**Short task**. Return every line of the listing below that contains the string "dark", taking case into account.

**Excerpts from location labeling data**.
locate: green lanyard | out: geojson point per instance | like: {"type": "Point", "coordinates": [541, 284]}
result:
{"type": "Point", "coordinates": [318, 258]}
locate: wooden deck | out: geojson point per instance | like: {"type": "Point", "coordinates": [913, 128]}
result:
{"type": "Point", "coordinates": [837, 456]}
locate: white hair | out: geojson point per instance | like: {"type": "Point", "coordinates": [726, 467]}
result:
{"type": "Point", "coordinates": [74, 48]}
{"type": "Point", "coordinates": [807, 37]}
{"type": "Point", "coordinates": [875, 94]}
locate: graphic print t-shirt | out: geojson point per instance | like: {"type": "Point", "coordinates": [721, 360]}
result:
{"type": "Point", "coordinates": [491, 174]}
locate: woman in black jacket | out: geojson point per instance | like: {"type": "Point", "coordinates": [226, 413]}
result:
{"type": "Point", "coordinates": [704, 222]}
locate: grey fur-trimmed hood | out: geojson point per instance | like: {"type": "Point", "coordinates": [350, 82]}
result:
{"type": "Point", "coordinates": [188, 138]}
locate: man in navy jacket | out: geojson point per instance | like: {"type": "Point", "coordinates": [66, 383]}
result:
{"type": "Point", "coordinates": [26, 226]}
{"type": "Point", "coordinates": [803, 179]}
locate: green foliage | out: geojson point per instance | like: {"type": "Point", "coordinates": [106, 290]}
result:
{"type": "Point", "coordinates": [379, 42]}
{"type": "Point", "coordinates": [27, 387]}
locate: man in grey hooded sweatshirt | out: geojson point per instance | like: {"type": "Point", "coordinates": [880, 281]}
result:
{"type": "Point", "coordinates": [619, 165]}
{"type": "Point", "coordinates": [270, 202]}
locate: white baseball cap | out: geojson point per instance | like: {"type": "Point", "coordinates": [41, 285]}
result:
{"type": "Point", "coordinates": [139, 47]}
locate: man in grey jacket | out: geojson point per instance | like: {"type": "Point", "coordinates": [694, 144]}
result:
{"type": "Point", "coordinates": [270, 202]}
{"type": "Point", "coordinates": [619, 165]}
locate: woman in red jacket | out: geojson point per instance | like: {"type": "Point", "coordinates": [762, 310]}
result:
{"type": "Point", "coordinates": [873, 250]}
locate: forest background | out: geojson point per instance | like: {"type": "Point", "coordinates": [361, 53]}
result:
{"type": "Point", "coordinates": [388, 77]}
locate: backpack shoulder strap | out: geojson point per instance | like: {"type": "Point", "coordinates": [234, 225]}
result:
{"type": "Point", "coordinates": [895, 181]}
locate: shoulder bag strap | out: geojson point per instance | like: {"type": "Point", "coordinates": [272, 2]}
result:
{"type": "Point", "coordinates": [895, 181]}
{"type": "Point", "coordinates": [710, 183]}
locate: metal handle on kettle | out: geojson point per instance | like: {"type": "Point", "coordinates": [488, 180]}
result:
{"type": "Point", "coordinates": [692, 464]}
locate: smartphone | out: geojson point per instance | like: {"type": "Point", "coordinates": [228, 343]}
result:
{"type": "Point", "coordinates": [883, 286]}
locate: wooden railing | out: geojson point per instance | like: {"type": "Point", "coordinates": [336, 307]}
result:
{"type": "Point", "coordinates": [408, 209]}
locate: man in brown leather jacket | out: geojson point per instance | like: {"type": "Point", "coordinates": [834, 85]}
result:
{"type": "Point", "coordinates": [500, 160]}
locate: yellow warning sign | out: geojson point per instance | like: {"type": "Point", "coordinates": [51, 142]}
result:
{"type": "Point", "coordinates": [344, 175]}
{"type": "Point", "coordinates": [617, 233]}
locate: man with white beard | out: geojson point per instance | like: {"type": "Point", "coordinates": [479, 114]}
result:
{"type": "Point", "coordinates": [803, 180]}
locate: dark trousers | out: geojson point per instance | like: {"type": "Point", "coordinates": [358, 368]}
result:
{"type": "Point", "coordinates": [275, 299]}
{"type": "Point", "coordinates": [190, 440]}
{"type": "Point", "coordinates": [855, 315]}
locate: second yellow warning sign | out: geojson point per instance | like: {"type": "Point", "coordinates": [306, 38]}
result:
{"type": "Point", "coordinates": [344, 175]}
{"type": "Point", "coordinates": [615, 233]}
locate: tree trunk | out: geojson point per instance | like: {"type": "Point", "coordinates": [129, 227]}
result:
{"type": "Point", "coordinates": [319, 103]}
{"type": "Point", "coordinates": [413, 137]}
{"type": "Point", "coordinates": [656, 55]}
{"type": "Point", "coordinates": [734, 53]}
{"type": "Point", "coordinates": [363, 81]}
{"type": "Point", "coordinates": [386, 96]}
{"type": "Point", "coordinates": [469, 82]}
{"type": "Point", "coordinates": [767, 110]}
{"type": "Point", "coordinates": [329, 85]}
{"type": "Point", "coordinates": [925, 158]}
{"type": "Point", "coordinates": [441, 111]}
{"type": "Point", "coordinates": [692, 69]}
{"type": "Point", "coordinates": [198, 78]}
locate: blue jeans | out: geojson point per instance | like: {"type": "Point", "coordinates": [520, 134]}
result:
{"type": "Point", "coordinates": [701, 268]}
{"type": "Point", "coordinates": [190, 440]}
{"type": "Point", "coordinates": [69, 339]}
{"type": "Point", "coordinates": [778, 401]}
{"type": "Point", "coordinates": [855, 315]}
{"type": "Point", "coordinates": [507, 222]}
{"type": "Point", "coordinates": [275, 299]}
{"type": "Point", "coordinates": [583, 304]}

...

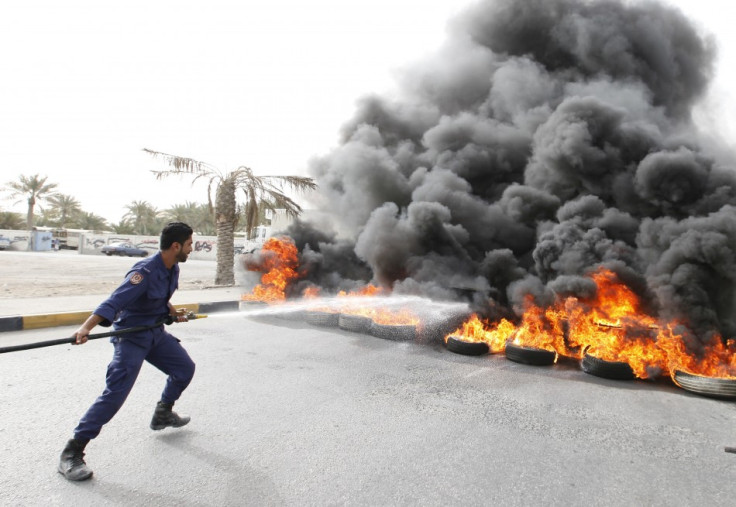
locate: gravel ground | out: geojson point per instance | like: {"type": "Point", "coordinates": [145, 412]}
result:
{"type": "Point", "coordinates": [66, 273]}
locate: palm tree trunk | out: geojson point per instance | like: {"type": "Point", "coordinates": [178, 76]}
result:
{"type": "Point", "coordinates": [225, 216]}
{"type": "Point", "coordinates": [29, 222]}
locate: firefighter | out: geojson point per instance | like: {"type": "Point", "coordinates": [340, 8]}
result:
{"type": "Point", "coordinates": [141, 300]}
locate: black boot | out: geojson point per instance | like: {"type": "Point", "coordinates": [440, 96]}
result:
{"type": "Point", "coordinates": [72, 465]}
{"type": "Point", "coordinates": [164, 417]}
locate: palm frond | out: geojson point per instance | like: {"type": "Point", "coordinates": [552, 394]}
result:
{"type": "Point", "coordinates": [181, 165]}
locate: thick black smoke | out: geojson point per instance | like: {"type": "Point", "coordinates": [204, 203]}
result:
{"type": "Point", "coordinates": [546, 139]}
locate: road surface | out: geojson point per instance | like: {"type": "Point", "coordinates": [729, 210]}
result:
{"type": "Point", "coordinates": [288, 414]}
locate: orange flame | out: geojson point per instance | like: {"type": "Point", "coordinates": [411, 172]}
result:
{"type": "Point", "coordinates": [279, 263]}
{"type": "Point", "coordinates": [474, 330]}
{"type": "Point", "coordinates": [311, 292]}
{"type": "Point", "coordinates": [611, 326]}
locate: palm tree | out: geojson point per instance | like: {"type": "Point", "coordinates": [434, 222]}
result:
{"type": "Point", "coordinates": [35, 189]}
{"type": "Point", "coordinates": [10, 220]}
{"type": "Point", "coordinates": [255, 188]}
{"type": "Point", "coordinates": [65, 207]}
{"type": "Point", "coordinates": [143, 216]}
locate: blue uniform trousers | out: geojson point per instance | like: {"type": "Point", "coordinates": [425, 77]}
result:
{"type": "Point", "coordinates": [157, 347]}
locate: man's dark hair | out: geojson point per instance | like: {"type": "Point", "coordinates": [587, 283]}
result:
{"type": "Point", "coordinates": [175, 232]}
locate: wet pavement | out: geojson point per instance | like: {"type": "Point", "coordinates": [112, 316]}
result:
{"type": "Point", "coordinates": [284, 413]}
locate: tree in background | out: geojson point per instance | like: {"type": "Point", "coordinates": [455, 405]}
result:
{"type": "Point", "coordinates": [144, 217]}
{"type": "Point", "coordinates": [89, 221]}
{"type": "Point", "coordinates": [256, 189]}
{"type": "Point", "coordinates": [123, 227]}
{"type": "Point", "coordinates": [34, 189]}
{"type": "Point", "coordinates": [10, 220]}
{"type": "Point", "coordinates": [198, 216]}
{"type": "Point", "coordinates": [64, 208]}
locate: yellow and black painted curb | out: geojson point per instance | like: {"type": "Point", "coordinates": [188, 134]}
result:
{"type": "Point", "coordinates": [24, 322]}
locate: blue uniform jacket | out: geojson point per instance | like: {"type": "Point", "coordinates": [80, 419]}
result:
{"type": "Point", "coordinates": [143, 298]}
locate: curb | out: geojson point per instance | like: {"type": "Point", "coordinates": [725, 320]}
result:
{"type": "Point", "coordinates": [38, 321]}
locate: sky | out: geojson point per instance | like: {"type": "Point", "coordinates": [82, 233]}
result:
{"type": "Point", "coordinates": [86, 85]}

**Solution to the exercise**.
locate: dark trousers | out: geojson point per instance | like: {"type": "Point", "coordinates": [358, 368]}
locate: man's dark hair | out: geojson point per instance | like: {"type": "Point", "coordinates": [587, 283]}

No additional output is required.